Using the information —
A - According to the article about firefighters and medical calls, how many medical calls do firefighters respond to each year?
B - Proceed with the article about firefighters and medical calls, picking up right after its last sentence.

It was also risky, he said, to send large equipment out at high speeds through the city for medical calls.

So, firefighters came up with the red dot system. Only, the state's 911 commissioner told them they had no authority to do it, Chief Therrien said.

"It put the city in a liable position for three to four months," he said Thursday. "We were violating the protocols of the vendor we were in a contract with for Emergency Medical Dispatch, and the state 911 commissioner told us to stop immediately last Thursday. But, before that, we were responding willy-nilly all over the place."

So the city decided to stop having firefighters go out on any ambulance calls.

The order to stop upset people, including the 30 union firefighters who are all trained as emergency medical technicians.

Though the "ban" was lifted yesterday by the city's EMD service, and firefighters can now respond to high priority calls such as cardiac arrest and chest pains, local firefighters union 2215 President Guy "Butch" Sharron said it is vague which calls police dispatch will hand down. The state said it is OK to send "additional support" to the emergency medical calls the city's EMD service has outlined for dispatch, he said.

"We found out about an hour ago we could respond to priority one and two calls," Firefighter Sharron said at 1 yesterday afternoon at the station. "It is vague. We're not sure what to respond to. They call down and tell us to respond and we go."

He said the union will meet Tuesday night to discuss what action to take.

"We're totally against it," he said. "We were told by the chief and the mayor they were cutting back some and it turned out to be all. We had no idea. And, then we were informed an hour ago we can respond on a limited basis. As a union and as firefighters, we're totally set against that."

He said firefighters respond to about 1,500 medical calls a year. The department doesn't charge people for response to medical calls. There are no firefighters trained in Advance Life Support or at the paramedic level. In July, dispatchers in the Police Department were trained and the Police Department was designated the "primary answering point" where all 911 calls come in.

Although Wood's does a great job for the city, Firefighter Sharron said, if the ambulance company has to handle everything, response time will be affected.

Additionally, certain medical calls require more than just two people, he said.

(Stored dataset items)
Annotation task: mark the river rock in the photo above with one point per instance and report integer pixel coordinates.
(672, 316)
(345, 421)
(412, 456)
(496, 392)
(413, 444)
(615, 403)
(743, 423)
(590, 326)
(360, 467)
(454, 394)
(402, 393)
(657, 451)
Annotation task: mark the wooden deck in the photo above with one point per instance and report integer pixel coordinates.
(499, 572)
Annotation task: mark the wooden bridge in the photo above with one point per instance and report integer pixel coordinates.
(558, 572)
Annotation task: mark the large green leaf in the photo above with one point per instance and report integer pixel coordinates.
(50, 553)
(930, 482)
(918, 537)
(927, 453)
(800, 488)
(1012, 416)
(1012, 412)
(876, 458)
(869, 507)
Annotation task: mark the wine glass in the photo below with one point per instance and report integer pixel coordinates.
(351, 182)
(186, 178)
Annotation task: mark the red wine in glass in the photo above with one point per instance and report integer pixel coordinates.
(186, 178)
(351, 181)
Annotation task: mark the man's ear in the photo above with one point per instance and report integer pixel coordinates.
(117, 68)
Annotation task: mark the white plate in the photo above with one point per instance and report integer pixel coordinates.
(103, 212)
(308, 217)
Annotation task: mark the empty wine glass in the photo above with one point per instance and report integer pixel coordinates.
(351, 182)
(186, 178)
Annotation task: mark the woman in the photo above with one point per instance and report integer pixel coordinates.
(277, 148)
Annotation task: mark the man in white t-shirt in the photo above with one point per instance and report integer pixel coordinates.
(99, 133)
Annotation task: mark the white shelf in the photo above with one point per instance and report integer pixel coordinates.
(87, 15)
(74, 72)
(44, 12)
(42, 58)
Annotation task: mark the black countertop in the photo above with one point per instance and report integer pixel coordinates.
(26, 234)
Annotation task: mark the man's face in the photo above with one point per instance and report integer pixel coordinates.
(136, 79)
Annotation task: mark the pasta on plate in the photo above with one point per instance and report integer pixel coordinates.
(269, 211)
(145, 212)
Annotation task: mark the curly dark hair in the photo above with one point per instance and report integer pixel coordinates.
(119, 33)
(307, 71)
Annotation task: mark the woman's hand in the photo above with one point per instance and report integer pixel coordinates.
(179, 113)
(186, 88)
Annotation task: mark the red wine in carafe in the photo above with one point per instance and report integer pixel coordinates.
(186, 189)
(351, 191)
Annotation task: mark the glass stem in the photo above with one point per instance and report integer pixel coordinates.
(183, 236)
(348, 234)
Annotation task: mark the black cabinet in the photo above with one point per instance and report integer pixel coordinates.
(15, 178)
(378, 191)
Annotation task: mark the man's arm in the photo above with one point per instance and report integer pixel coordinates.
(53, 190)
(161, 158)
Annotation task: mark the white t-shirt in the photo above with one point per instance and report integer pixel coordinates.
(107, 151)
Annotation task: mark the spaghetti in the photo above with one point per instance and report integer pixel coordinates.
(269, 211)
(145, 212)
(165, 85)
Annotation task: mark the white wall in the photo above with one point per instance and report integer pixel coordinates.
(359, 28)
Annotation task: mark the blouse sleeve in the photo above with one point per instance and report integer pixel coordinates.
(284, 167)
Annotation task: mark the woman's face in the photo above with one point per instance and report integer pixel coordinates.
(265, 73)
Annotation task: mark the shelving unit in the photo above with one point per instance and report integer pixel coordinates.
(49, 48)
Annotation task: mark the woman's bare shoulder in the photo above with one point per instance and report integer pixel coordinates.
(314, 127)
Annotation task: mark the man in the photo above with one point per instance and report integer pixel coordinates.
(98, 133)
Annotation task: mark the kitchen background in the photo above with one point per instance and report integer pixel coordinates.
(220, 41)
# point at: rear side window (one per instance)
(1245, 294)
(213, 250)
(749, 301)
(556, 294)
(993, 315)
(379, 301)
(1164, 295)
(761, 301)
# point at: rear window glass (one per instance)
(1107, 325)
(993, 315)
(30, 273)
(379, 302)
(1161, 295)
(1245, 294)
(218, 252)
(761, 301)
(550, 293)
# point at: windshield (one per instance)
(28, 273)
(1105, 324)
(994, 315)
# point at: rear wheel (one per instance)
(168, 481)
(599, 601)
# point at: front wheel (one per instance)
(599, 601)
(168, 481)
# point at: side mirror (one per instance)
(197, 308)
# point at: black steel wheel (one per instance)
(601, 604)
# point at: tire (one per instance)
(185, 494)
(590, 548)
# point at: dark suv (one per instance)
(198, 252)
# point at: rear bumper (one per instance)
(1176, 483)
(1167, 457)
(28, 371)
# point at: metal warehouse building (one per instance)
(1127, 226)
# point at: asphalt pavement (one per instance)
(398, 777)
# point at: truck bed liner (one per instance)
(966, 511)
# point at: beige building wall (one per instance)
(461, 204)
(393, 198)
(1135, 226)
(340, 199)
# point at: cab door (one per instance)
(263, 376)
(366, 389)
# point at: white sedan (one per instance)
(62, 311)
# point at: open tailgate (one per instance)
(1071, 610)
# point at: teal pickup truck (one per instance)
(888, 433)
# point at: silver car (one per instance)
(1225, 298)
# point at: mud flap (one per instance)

Results in order —
A - About 1,500.

B -
"This is not something firefighters want," he said. "The public is the only one hurting not getting the response they had in the past and as many hands available as possible. Wood's is nice, but if they are delayed, at least somebody is there to do something. We want to apologize to the public for not being able to be there."

But, Gardner Mayor Mark P. Hawke said the way the city was doing things before with the red dots was improper.

"The Gardner Fire Department is not an ambulance service or emergency medical service," Mr. Hawke said. "They are a fire department. This all came to light last week during a meeting when we were told the (red dot system) was borderline illegal and against protocol and were opening up the city to incredible liability, unbeknownst to any of us."

The city started using the red dots because there are intrinsic problems with sending fire equipment out on medical calls, he said.

"The basic problem with all this is sending fire equipment racing through the streets of Gardner on medical calls when they are a Fire Department," he said. "Over 50 percent of their calls are medical calls. That puts wear and tear on the streets, equipment, costs gas-the whole thing needs to be looked at and we need to be following protocols and procedures that weren't there before and we have to make sure we use the Fire Department's resources wisely, efficiently and effectively."

Chief Therrien said the mayor instructed him several weeks ago to incorporate into the Fire Department's capital plan his request for $70,000 to $100,000 for an all-purpose rapid response vehicle that could handle such calls.